┌──

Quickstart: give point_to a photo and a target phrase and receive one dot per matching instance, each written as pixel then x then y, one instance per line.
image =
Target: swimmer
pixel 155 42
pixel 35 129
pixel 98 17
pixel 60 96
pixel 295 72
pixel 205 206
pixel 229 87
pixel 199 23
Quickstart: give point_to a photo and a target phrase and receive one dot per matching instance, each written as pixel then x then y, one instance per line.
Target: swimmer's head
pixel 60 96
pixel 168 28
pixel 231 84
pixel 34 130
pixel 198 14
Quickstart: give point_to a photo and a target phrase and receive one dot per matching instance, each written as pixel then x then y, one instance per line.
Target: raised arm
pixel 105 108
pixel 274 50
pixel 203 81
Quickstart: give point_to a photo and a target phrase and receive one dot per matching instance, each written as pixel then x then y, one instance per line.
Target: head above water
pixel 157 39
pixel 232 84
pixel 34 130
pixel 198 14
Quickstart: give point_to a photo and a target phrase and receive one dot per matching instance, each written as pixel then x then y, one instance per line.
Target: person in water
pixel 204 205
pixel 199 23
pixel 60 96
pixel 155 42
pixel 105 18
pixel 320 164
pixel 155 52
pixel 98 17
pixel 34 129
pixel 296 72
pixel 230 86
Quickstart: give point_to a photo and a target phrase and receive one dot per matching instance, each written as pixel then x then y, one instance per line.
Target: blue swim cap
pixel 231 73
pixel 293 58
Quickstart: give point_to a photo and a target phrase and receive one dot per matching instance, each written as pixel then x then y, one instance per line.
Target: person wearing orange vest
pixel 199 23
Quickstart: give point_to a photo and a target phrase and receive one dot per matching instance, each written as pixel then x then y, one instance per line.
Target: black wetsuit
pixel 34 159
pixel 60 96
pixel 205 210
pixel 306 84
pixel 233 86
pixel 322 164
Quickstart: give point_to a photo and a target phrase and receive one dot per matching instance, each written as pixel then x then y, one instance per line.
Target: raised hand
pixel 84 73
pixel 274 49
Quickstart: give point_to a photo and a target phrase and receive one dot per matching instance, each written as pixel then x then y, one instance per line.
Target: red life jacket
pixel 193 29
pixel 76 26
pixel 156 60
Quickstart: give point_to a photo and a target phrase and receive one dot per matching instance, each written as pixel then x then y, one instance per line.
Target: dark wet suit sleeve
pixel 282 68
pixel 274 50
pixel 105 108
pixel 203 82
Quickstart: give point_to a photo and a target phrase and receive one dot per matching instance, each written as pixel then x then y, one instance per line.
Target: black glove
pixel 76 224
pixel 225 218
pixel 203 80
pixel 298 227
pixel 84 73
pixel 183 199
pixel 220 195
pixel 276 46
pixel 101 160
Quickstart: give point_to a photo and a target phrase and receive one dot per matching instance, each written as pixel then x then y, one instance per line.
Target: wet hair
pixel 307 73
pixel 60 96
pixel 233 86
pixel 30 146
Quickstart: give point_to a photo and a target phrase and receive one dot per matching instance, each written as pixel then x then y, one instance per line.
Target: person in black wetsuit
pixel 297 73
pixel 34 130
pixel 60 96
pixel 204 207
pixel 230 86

└──

Transcribe all of the data above, keeping each line exactly as it stands.

* Output for this task
Quickstart: give point_to a photo and a target phrase and receive one dot per matching instance, each written as pixel then x then y, one instance per line.
image =
Target: swimmer
pixel 155 42
pixel 35 129
pixel 98 17
pixel 60 96
pixel 295 72
pixel 205 206
pixel 229 87
pixel 199 23
Quickstart: give point_to a photo and a target phrase and receive one dot per matching instance, each written as pixel then x then y, one instance per line.
Target: swimmer's head
pixel 60 96
pixel 168 28
pixel 231 84
pixel 34 130
pixel 198 14
Quickstart: give point_to a photo and a target phrase and receive one dot per matching instance, each written as pixel then x then y, one instance per line.
Target: raised arm
pixel 105 108
pixel 274 50
pixel 203 81
Quickstart: give point_to a photo and a target phrase and receive one dot per matching instance, each written as pixel then x then y, one instance per line.
Target: head above water
pixel 157 39
pixel 232 84
pixel 34 130
pixel 198 14
Quickstart: give point_to a photo and a target phrase and receive one dot per matching instance, each written as pixel then x then y, one instance per line.
Target: person in water
pixel 204 205
pixel 199 23
pixel 60 96
pixel 155 42
pixel 105 18
pixel 320 164
pixel 155 52
pixel 98 17
pixel 34 129
pixel 296 72
pixel 230 86
Quickstart: give point_to a photo and a target phrase and receive one dot per matching instance, each written as pixel then x then y, one instance per line.
Target: blue swim cap
pixel 231 73
pixel 293 58
Quickstart: give point_to a photo and a target phrase and receive one dot per matching instance, each written as pixel then x then y, one instance per line.
Target: person wearing orange vest
pixel 199 23
Quickstart: give point_to a photo and a target phrase and receive one dot per matching instance, each written as pixel then x then y, one instance per line.
Target: black wetsuit
pixel 34 159
pixel 60 96
pixel 205 210
pixel 306 84
pixel 233 86
pixel 322 164
Quickstart: give point_to a photo and a target phrase and receive one dot per matching instance, each written as pixel then x then y, one instance per line.
Target: raised hand
pixel 84 73
pixel 274 49
Quickstart: give point_to a photo and a target phrase and receive one dot per matching instance, each written as pixel then x then y, one instance per line.
Target: red life jacket
pixel 193 29
pixel 76 26
pixel 156 60
Quickstart: give point_to a photo and a target phrase and receive one dot per matching instance, each written as pixel then x then y, one instance per line.
Target: dark wet suit sleeve
pixel 282 68
pixel 274 50
pixel 105 108
pixel 203 82
Quickstart: give point_to a photo and a target phrase and receive one dot per matching instance, each written as pixel then x then y, one instance per line.
Target: black glove
pixel 76 224
pixel 225 218
pixel 203 80
pixel 298 227
pixel 84 73
pixel 183 199
pixel 220 195
pixel 276 46
pixel 101 160
Quickstart: give point_to a photo and a target phrase and receive one dot per matching instance, each written as pixel then x then y, one instance per line.
Target: wet hair
pixel 307 73
pixel 60 96
pixel 233 86
pixel 30 146
Quickstart: give point_to a photo and a target phrase and receive one dot per matching instance, each written as pixel then x then y, one instance per line.
Target: person in black wetsuit
pixel 297 73
pixel 34 130
pixel 60 96
pixel 204 207
pixel 230 86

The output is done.